DocketNumber: A90A1243
Judges: Birdsong, Banke, Cooper
Filed Date: 9/7/1990
Status: Precedential
Modified Date: 11/8/2024
Appellant/plaintiff, Donald R. Barber, appeals the order of the superior court granting summary judgment to appellee/defendant, H & H Muller Enterprises, Inc. (Muller), in this suit for malicious arrest and prosecution.
On November 24, 1987, a local McDonald’s, owned by Muller, was robbed when the assistant or opening manager, Ms. Spurling, and lobby hostess, Ms. Adkins, attempted to open the business. The robber, although apparently wearing sunglasses and a hat, was clearly visible to the two ladies and at times stood about one foot away from
Regarding the weapon, the ladies initially informed the police they were not certain whether it was a revolver or an automatic, but later stated they thought it was possibly an automatic. Ms. Spurling also stated that the perpetrator “has been a regular customer over the past few months.”
On May 2, 1988, Ms. Spurling saw a man, later identified as appellant, in McDonald’s whom she then believed to be the robber. Spurling apparently asked Ms. Adkins if she could identify the perpetrator, and Adkins independently identified the same man, appellant Barber. Ms. Spurling’s manager was notified and the police were called. Appellant was taken to the police station where once again both Spurling and Adkins made positive identifications of appellant as the perpetrator. At some point Ms. Spurling indicated that she desired appellant to be prosecuted, and was apparently thereafter asked to swear out an arrest warrant for appellant, which she did. Ms. Spur-ling’s main motivation for going to the police station to identify the perpetrator was “[t]o punish whoever it was that jeopardized [her] life,” and she “wasn’t trying to hurt anybody, or anything.” She “didn’t want to convict the wrong person.” Ms. Spurling believed she was doing her “civic duty” to sign the warrant. Spurling was taken before the magistrate who held a hearing to determine whether probable cause existed for appellant’s arrest. In addition to the testimony of Spurling, the magistrate also had in his possession “the information from the November 24, 1987 robbery available to him,” including the “description of the robber” given to the police. The magistrate issued the criminal warrant after finding the existence of “probable cause for arrest of the accused.” The police continued their investigation, and appellant made a statement wherein, although denying any complicity in the robbery, he admitted that he has been to McDonald’s five or ten times, he had a beard around last Thanksgiving (November 1987) but has since shaved it off, and that he owned a silver .32 caliber revolver, but it was stolen around November or December of 1987. It was subsequently determined that appellant had reported to the police that his silver revolver was stolen December 15, 1987.

◆ ◆ ◆ ◆

■ **Written exercise 1**
Extract every line of the listing below that contains the string "feathered", treating uppercase and lowercase letters as different.
The listing below has no connection to the court opinion.

◆ ◆ ◆ ◆

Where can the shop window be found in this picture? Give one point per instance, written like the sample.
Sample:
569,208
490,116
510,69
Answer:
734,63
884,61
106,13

◆ ◆ ◆ ◆

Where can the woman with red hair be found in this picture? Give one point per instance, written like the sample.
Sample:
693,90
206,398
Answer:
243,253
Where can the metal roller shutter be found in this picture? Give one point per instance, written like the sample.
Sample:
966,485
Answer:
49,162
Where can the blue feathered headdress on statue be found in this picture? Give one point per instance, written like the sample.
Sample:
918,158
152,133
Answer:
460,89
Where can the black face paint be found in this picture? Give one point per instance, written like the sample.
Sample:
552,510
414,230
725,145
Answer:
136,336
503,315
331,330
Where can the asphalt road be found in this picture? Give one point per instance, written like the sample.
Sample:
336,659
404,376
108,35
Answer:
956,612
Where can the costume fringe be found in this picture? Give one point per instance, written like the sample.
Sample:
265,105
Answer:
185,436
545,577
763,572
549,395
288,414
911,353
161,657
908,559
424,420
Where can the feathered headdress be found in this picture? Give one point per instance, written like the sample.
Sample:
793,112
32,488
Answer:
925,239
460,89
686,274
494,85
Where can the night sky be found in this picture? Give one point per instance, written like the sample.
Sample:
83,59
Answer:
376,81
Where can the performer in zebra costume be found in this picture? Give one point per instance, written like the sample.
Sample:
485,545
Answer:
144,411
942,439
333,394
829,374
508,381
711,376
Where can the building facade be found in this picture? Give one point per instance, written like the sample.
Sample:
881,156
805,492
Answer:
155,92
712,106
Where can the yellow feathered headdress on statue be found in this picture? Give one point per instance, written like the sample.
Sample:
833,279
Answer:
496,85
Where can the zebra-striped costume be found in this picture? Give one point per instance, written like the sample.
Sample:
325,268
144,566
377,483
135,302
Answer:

◆ ◆ ◆ ◆

■ **Written exercise 2**
According to the court opinion above, on what date had the appellant reported to the police that his silver revolver was stolen?

■ **Exercise response 1**
Where can the blue feathered headdress on statue be found in this picture? Give one point per instance, written like the sample.
Where can the feathered headdress be found in this picture? Give one point per instance, written like the sample.
Where can the yellow feathered headdress on statue be found in this picture? Give one point per instance, written like the sample.

■ **Exercise response 2**
December 15, 1987.